The task = Reproduce without alteration every line of the entries below, from the line containing "target: textured dung heap" through the end of the entries, with both ends included.

* * *

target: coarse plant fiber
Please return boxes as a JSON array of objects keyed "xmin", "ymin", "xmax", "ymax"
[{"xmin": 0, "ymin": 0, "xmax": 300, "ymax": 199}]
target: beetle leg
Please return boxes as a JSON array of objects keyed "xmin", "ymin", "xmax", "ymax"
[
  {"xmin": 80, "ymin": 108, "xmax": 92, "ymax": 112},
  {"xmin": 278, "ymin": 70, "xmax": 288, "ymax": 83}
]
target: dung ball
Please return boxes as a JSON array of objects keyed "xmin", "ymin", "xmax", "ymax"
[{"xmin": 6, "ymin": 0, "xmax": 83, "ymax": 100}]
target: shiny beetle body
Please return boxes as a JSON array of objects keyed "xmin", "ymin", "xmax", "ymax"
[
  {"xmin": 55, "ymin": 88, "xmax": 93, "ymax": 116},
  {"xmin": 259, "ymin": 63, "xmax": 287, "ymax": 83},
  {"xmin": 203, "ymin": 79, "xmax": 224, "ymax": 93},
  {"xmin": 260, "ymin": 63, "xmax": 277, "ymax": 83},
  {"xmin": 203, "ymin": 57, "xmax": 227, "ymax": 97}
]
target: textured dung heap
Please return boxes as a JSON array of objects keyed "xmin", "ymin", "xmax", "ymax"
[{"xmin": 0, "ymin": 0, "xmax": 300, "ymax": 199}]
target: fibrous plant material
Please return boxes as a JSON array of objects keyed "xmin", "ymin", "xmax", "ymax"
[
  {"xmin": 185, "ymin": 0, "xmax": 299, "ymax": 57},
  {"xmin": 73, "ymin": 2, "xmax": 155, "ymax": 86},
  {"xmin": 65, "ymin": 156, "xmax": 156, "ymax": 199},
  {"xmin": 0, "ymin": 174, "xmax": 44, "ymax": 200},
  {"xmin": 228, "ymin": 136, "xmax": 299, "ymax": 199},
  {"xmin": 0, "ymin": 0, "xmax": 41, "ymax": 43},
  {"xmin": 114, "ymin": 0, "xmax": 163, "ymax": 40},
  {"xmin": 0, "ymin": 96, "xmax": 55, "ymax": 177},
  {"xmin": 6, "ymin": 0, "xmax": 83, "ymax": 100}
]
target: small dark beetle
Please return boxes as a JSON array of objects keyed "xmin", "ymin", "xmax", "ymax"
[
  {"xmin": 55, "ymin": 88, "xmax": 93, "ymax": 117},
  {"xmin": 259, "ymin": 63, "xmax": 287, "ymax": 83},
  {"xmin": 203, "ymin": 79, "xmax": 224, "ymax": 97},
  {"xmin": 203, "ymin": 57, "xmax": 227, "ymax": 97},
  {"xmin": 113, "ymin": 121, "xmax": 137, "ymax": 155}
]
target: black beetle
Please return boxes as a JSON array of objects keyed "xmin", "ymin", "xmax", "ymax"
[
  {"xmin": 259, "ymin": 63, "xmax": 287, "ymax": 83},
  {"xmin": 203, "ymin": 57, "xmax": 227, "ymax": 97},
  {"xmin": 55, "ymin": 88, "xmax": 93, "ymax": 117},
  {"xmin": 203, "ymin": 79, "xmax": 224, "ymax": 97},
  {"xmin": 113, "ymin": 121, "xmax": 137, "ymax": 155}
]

* * *

Answer below =
target: textured dung heap
Please return boxes as a JSON array of objects keyed "xmin", "ymin", "xmax", "ymax"
[{"xmin": 0, "ymin": 0, "xmax": 300, "ymax": 199}]
target: fibrous plant material
Please return boxes as a JSON array of objects keyed "xmin", "ymin", "xmax", "ymax"
[
  {"xmin": 185, "ymin": 0, "xmax": 299, "ymax": 57},
  {"xmin": 73, "ymin": 2, "xmax": 155, "ymax": 86},
  {"xmin": 65, "ymin": 156, "xmax": 156, "ymax": 199},
  {"xmin": 0, "ymin": 174, "xmax": 44, "ymax": 200},
  {"xmin": 228, "ymin": 136, "xmax": 299, "ymax": 199},
  {"xmin": 0, "ymin": 0, "xmax": 41, "ymax": 43},
  {"xmin": 114, "ymin": 0, "xmax": 163, "ymax": 40},
  {"xmin": 0, "ymin": 96, "xmax": 55, "ymax": 177},
  {"xmin": 6, "ymin": 0, "xmax": 83, "ymax": 100}
]
target: small dark beetle
Please return boxes as a JSON array of objects keyed "xmin", "ymin", "xmax", "ymax"
[
  {"xmin": 55, "ymin": 88, "xmax": 93, "ymax": 117},
  {"xmin": 259, "ymin": 63, "xmax": 287, "ymax": 83},
  {"xmin": 203, "ymin": 79, "xmax": 224, "ymax": 97},
  {"xmin": 203, "ymin": 57, "xmax": 227, "ymax": 97},
  {"xmin": 113, "ymin": 121, "xmax": 137, "ymax": 155}
]
target: black beetle
Please return boxes as a JSON array of objects keyed "xmin", "ymin", "xmax", "ymax"
[
  {"xmin": 259, "ymin": 63, "xmax": 287, "ymax": 83},
  {"xmin": 203, "ymin": 57, "xmax": 227, "ymax": 97},
  {"xmin": 55, "ymin": 88, "xmax": 93, "ymax": 117},
  {"xmin": 203, "ymin": 79, "xmax": 224, "ymax": 97},
  {"xmin": 113, "ymin": 121, "xmax": 137, "ymax": 155}
]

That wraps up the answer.